# start of Data shown

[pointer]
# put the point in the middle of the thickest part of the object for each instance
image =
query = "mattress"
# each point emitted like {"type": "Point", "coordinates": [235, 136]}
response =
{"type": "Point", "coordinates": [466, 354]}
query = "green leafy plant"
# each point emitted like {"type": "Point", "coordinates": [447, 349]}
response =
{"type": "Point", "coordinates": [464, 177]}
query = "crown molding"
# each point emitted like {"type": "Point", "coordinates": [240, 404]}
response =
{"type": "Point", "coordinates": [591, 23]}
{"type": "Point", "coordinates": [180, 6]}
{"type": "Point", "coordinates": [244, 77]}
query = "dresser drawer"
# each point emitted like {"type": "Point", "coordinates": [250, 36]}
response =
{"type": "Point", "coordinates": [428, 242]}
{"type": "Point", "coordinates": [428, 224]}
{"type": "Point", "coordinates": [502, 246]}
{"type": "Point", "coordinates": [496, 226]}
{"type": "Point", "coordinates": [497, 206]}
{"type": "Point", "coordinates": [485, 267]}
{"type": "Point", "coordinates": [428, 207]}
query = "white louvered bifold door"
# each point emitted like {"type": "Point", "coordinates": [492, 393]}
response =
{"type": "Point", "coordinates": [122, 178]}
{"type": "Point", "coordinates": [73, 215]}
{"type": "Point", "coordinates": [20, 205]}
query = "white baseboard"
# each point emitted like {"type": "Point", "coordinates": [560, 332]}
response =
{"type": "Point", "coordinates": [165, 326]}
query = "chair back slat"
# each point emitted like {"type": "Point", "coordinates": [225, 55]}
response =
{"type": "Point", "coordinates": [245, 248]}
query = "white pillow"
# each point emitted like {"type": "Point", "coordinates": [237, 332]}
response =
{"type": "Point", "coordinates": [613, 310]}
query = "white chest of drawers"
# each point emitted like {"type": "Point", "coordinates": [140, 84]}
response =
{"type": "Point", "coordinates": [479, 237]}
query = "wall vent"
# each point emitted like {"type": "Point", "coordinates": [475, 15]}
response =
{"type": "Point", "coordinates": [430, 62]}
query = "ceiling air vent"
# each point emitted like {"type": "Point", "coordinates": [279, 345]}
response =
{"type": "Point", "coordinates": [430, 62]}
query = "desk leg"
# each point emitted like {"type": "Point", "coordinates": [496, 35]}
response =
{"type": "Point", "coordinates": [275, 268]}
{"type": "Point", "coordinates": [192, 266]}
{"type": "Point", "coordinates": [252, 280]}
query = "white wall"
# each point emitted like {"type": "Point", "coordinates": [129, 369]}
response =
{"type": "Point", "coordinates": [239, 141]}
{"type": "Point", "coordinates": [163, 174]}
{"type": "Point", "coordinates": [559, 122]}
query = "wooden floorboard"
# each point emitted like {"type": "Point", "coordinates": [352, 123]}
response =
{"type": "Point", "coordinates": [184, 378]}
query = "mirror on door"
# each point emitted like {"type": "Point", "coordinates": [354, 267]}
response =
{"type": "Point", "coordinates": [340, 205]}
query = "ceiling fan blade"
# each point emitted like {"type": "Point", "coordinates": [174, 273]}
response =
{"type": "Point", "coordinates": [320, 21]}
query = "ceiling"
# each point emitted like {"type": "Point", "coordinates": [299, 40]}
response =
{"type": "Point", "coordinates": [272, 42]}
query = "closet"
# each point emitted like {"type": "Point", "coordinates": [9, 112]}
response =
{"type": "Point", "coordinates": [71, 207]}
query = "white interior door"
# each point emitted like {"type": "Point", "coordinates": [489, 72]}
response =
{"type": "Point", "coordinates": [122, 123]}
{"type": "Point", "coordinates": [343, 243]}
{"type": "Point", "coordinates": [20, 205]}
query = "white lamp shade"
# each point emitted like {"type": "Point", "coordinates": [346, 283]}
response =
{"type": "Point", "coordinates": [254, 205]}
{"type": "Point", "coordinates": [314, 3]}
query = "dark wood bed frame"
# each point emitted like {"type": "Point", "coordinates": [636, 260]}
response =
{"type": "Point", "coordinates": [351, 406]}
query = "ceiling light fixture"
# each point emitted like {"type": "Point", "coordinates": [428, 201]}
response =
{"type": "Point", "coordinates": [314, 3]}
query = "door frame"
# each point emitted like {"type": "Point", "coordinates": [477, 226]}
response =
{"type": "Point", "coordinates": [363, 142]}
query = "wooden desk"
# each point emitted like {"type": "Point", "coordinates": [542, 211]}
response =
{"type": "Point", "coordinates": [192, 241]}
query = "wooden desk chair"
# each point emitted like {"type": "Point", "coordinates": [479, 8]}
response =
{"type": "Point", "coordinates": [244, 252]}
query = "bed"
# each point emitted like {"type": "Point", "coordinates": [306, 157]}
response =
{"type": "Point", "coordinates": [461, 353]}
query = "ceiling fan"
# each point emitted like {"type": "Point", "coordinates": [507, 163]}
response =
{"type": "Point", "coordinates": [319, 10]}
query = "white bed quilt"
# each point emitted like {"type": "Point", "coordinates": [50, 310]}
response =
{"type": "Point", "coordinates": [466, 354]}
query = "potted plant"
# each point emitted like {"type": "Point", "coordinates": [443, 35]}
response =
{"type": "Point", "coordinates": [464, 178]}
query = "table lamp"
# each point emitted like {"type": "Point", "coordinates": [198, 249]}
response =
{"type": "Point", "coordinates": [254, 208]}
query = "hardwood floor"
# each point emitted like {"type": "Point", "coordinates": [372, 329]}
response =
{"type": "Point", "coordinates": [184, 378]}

# end of Data shown

■ Work required
Please pull every line from the listing above that contains the string "vent". Case counts.

■ Answer below
query = "wall vent"
query = "ceiling air vent"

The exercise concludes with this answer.